### [STATED TASK]
Reproduce the stretch of the number-guessing tutorial from "Upon making this" through "number_guesser = NumberGuesser()", swapping "refactoring opportunities" for "cleanup opportunities".

### [DOCUMENT PASSAGE]
It's a simple test that ultimately just requires us to set a variable value in our class. The behavior of predicting on the basis of the last previous input can be valuable. It's the simplest prediction that we can start with.

If you run your tests here, you will see them fail. This is what my code looks like after getting this to pass:

class NumberGuesser:
  """Guesses numbers based on the history of your input"""
  def __init__(self):
    self._guessed_numbers = None
  def number_was(self, guessed_number):
    self._guessed_number = guessed_number
  def guess(self):
    return self._guessed_number

Upon making this test pass, we can review it for any refactoring opportunities. It's still pretty simple, so let's keep going. Next, I will have NumberGuesser randomly choose from all of the numbers that were previously guessed, instead of just the last previous guess. I will start with making sure that the guessed number is the one that I've seen before:

def given_two_datapoints_when_asked_to_guess_test():
  #given
  number_guesser = NumberGuesser()

### [DATASET]

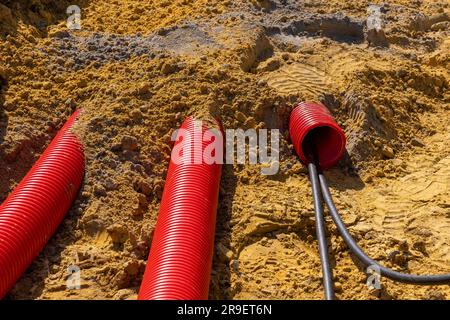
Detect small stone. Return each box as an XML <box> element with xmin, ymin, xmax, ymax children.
<box><xmin>137</xmin><ymin>83</ymin><xmax>150</xmax><ymax>94</ymax></box>
<box><xmin>130</xmin><ymin>110</ymin><xmax>142</xmax><ymax>122</ymax></box>
<box><xmin>258</xmin><ymin>58</ymin><xmax>281</xmax><ymax>72</ymax></box>
<box><xmin>105</xmin><ymin>178</ymin><xmax>117</xmax><ymax>191</ymax></box>
<box><xmin>375</xmin><ymin>169</ymin><xmax>385</xmax><ymax>178</ymax></box>
<box><xmin>411</xmin><ymin>138</ymin><xmax>425</xmax><ymax>147</ymax></box>
<box><xmin>381</xmin><ymin>146</ymin><xmax>395</xmax><ymax>159</ymax></box>
<box><xmin>106</xmin><ymin>223</ymin><xmax>128</xmax><ymax>243</ymax></box>
<box><xmin>94</xmin><ymin>183</ymin><xmax>106</xmax><ymax>197</ymax></box>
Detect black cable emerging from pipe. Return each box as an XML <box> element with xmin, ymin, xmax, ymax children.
<box><xmin>318</xmin><ymin>172</ymin><xmax>450</xmax><ymax>285</ymax></box>
<box><xmin>308</xmin><ymin>161</ymin><xmax>334</xmax><ymax>300</ymax></box>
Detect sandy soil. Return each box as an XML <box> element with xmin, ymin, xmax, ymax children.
<box><xmin>0</xmin><ymin>0</ymin><xmax>450</xmax><ymax>299</ymax></box>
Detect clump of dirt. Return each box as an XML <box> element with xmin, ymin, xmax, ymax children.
<box><xmin>0</xmin><ymin>0</ymin><xmax>450</xmax><ymax>299</ymax></box>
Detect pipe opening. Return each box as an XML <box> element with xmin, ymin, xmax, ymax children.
<box><xmin>302</xmin><ymin>126</ymin><xmax>345</xmax><ymax>168</ymax></box>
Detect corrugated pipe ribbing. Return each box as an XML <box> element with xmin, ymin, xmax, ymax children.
<box><xmin>289</xmin><ymin>102</ymin><xmax>346</xmax><ymax>169</ymax></box>
<box><xmin>0</xmin><ymin>111</ymin><xmax>85</xmax><ymax>298</ymax></box>
<box><xmin>138</xmin><ymin>117</ymin><xmax>223</xmax><ymax>300</ymax></box>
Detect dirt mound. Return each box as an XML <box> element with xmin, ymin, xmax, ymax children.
<box><xmin>0</xmin><ymin>0</ymin><xmax>450</xmax><ymax>299</ymax></box>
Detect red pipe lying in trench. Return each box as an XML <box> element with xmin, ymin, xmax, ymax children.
<box><xmin>138</xmin><ymin>117</ymin><xmax>223</xmax><ymax>300</ymax></box>
<box><xmin>289</xmin><ymin>102</ymin><xmax>346</xmax><ymax>169</ymax></box>
<box><xmin>0</xmin><ymin>111</ymin><xmax>84</xmax><ymax>299</ymax></box>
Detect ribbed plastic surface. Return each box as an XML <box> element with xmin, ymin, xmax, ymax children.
<box><xmin>289</xmin><ymin>102</ymin><xmax>346</xmax><ymax>169</ymax></box>
<box><xmin>138</xmin><ymin>117</ymin><xmax>222</xmax><ymax>300</ymax></box>
<box><xmin>0</xmin><ymin>111</ymin><xmax>84</xmax><ymax>298</ymax></box>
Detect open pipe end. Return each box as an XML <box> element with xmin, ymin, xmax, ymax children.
<box><xmin>289</xmin><ymin>102</ymin><xmax>346</xmax><ymax>169</ymax></box>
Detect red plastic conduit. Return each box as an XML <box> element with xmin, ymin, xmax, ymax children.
<box><xmin>0</xmin><ymin>111</ymin><xmax>84</xmax><ymax>298</ymax></box>
<box><xmin>138</xmin><ymin>117</ymin><xmax>223</xmax><ymax>300</ymax></box>
<box><xmin>289</xmin><ymin>102</ymin><xmax>345</xmax><ymax>169</ymax></box>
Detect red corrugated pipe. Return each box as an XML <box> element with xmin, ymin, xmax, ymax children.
<box><xmin>0</xmin><ymin>111</ymin><xmax>84</xmax><ymax>298</ymax></box>
<box><xmin>138</xmin><ymin>117</ymin><xmax>223</xmax><ymax>300</ymax></box>
<box><xmin>289</xmin><ymin>102</ymin><xmax>345</xmax><ymax>169</ymax></box>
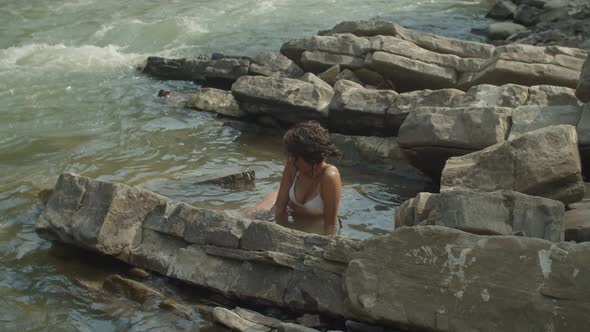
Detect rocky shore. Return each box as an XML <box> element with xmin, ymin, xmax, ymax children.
<box><xmin>37</xmin><ymin>17</ymin><xmax>590</xmax><ymax>331</ymax></box>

### [FULL SOLUTION]
Upon making this test pass, we can review it for any cleanup opportunities. It's still pretty simple, so let's keep going. Next, I will have NumberGuesser randomly choose from all of the numbers that were previously guessed, instead of just the last previous guess. I will start with making sure that the guessed number is the one that I've seen before:

def given_two_datapoints_when_asked_to_guess_test():
  #given
  number_guesser = NumberGuesser()